Exercise goal. Your answer must consist of exactly the lines below, starting with the line with "Where can you see the juventus" and going on through the line with "Where can you see the player's bare", and nothing else.
• • • • •
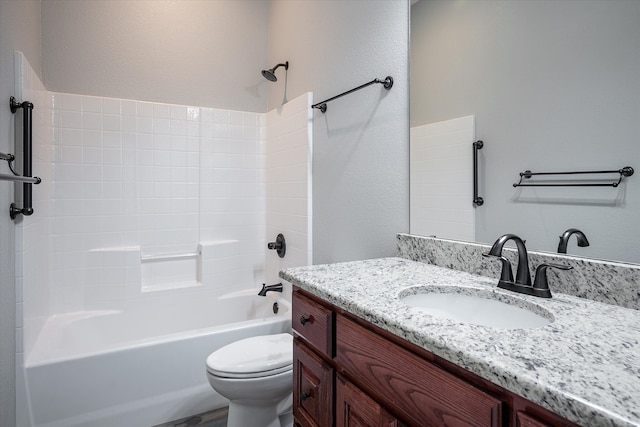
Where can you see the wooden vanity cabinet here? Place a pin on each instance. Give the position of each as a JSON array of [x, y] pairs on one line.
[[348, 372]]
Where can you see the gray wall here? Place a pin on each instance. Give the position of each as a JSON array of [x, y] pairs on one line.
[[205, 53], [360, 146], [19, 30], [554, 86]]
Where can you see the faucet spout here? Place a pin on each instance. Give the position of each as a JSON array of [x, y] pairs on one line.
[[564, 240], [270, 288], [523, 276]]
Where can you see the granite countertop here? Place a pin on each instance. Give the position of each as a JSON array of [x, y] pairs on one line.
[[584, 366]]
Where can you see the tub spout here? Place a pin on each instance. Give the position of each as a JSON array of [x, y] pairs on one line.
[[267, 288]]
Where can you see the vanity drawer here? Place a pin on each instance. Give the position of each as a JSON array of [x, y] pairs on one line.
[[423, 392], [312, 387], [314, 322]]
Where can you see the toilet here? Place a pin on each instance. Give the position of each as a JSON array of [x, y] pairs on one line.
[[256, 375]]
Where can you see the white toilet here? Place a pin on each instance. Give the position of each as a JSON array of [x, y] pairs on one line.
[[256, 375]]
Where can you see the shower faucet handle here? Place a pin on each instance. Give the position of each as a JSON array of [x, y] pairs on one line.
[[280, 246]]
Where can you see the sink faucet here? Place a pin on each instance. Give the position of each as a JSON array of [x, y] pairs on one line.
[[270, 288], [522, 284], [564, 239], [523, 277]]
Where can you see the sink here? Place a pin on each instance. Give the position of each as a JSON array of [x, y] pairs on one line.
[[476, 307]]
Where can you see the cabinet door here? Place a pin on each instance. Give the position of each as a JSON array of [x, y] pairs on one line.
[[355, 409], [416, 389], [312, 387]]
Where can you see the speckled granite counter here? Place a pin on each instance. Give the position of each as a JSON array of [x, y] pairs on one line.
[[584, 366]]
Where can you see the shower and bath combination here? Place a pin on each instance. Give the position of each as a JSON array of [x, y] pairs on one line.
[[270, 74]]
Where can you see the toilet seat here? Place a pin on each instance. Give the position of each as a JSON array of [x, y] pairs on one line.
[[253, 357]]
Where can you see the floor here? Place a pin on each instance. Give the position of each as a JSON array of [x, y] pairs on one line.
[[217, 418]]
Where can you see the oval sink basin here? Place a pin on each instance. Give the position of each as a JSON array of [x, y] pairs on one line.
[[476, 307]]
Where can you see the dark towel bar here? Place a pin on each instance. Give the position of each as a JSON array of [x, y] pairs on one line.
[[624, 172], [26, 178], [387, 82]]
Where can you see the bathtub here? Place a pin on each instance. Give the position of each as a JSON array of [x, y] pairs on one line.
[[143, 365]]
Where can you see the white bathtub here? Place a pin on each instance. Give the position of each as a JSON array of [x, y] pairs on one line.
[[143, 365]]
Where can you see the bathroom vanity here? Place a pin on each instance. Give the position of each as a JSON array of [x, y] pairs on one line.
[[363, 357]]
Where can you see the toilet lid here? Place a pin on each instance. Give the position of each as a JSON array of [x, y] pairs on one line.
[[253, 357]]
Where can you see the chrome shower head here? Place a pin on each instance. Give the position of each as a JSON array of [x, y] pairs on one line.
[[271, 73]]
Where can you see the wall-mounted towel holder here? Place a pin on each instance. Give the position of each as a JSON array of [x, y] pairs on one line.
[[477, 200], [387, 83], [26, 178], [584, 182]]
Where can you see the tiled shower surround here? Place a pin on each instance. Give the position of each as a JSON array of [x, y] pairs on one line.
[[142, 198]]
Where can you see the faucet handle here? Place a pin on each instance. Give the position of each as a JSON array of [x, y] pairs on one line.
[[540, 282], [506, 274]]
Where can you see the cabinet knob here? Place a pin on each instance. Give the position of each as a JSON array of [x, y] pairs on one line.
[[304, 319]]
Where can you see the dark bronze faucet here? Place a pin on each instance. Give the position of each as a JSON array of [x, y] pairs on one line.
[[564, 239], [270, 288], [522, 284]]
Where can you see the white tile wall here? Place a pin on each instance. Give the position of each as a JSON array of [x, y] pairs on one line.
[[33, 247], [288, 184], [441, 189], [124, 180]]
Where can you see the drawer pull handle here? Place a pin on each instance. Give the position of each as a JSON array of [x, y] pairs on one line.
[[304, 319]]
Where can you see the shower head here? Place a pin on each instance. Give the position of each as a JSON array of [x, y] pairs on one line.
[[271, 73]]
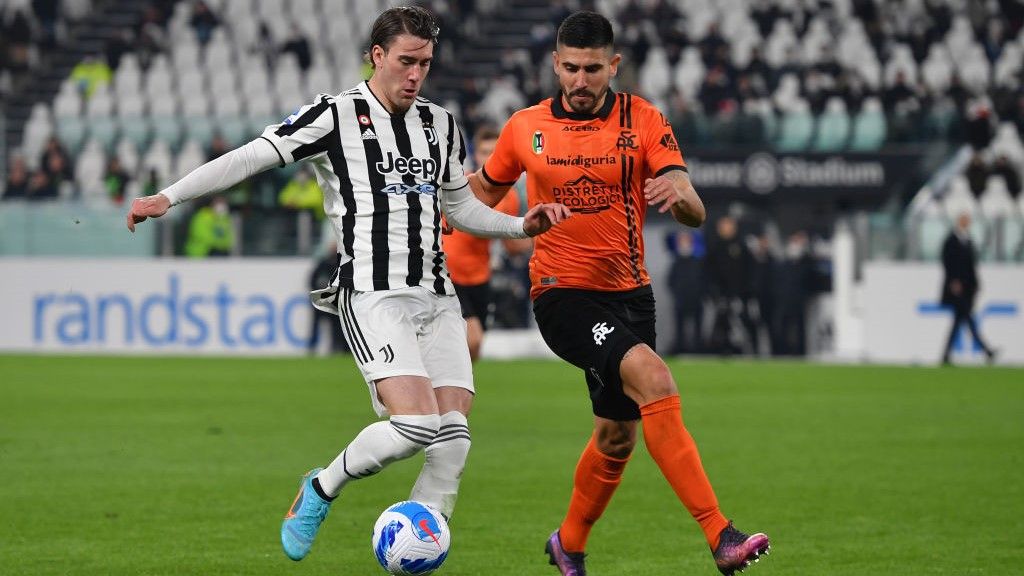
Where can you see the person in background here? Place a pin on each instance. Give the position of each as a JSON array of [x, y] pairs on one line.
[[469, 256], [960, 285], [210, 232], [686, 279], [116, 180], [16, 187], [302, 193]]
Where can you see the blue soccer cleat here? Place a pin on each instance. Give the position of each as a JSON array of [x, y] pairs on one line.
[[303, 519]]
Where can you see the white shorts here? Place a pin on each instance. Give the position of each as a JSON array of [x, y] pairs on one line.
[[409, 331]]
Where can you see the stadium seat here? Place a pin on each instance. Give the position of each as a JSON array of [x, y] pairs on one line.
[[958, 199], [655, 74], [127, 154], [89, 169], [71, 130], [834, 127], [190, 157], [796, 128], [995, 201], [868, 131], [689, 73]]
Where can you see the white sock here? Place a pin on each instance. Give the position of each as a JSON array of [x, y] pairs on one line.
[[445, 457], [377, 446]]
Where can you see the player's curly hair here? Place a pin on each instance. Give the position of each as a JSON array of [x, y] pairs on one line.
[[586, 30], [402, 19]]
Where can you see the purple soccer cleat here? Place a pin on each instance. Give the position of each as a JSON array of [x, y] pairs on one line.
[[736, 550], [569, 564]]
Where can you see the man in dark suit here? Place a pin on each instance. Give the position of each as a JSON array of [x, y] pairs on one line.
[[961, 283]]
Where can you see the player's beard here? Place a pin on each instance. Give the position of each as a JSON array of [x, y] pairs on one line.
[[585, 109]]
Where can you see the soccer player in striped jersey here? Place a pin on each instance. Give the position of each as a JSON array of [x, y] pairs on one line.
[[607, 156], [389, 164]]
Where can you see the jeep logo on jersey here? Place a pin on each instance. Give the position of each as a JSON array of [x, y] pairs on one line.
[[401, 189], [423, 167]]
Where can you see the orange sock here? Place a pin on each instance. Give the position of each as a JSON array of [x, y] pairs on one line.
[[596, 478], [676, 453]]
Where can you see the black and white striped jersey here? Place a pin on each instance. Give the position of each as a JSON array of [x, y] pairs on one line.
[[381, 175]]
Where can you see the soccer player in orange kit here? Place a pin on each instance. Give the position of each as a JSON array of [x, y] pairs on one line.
• • • • •
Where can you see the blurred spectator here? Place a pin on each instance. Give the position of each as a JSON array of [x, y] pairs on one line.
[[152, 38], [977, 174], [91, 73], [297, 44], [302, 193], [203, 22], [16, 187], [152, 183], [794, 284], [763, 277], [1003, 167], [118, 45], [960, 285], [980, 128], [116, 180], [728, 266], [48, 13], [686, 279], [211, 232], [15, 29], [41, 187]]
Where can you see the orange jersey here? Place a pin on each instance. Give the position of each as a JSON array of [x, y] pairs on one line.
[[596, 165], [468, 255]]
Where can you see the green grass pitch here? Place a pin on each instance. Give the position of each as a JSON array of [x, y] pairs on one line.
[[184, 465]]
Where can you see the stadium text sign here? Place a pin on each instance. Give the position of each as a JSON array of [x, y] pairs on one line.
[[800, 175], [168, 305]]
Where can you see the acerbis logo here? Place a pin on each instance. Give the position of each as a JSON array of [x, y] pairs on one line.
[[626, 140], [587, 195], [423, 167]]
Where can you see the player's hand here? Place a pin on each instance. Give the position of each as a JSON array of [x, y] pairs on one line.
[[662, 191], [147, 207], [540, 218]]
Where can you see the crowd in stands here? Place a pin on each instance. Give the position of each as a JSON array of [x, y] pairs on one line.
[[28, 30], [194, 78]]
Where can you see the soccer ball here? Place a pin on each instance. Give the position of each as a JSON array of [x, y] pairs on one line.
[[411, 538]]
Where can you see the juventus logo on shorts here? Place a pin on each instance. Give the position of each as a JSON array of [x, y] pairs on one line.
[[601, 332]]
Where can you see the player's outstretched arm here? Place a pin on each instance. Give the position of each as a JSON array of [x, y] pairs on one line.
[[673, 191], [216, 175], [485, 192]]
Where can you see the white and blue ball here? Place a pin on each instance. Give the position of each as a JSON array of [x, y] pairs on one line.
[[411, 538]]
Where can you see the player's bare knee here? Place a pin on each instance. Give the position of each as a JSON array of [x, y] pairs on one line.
• • • • •
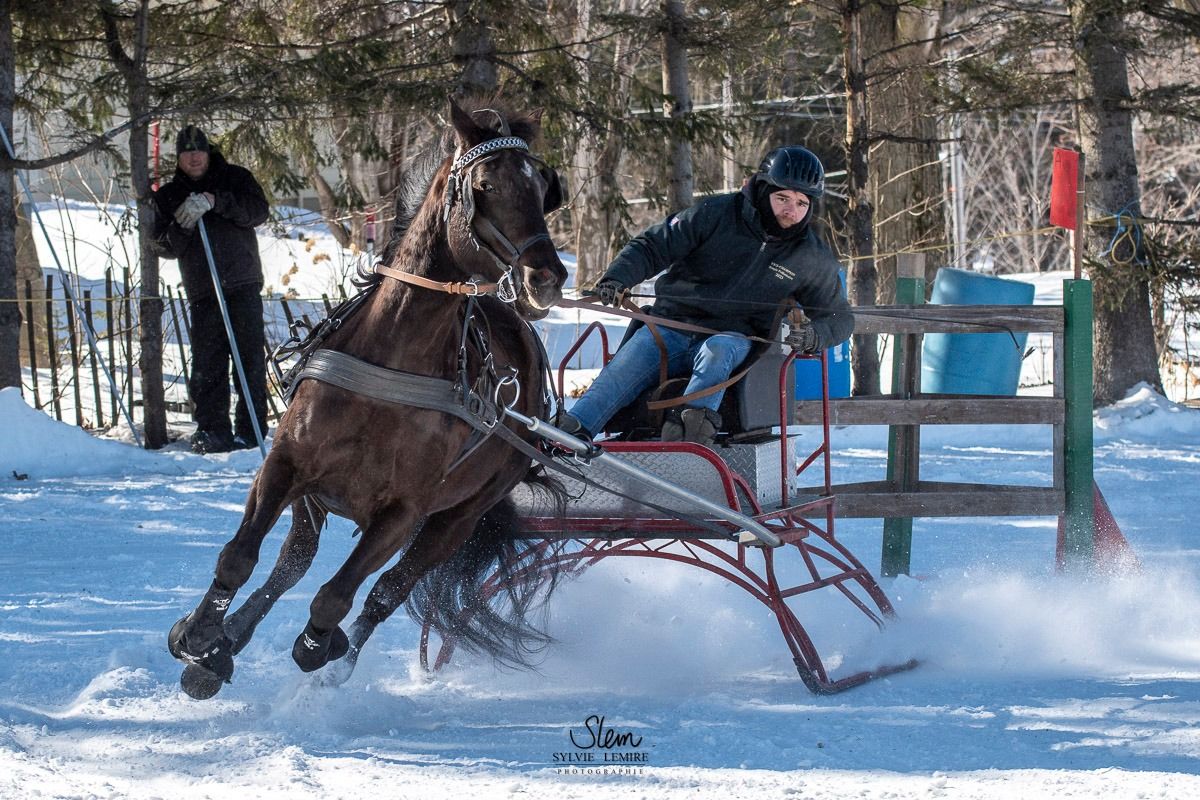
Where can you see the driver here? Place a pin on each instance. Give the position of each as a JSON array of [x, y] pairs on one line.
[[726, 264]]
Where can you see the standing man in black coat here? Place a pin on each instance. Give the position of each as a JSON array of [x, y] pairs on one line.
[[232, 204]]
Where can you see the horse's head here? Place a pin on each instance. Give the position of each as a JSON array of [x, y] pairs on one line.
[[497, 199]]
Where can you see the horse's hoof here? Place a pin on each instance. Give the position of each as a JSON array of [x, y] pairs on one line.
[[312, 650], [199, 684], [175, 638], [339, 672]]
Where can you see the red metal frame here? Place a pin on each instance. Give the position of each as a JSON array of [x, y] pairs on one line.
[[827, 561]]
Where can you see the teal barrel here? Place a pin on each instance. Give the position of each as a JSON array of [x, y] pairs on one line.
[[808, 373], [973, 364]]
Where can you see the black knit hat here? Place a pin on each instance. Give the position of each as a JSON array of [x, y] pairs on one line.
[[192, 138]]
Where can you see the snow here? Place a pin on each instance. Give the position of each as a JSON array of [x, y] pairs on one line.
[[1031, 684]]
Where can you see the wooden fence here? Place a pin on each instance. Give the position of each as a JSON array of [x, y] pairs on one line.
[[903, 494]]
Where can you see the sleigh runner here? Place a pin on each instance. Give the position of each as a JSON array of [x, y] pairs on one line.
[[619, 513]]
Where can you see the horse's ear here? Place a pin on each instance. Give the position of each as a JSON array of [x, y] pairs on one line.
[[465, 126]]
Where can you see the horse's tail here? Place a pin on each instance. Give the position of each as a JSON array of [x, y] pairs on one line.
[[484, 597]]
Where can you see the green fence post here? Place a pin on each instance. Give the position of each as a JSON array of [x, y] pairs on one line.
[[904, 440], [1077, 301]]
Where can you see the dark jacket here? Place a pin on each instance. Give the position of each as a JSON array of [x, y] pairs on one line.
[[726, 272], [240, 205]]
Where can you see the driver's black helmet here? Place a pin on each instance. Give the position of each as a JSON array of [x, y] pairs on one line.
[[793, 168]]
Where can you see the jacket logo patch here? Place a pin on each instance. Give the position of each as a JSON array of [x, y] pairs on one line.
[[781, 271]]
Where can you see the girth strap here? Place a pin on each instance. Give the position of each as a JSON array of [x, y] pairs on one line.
• • • • •
Solution for this task.
Where can you see the juventus logo on shorts here? Place a pin on each instance. Give the position of each as a JSON array of [x, y] pairs on one line.
[[601, 332]]
Where can you see the player's outstretched arm here? Place a pin on each instance. Give the position of each as a JSON array of [x, y] pairs on one line.
[[673, 191], [216, 175], [485, 192]]
Where can you see the white and blue ball here? Place a pin on each instance. Give the position of each as a JSON array of [x, y] pairs on one line.
[[411, 538]]
Where can you see the player's bare knee here? Place a pin on each instance. Give the position of each as a JSON array of [x, y] pairs on one line.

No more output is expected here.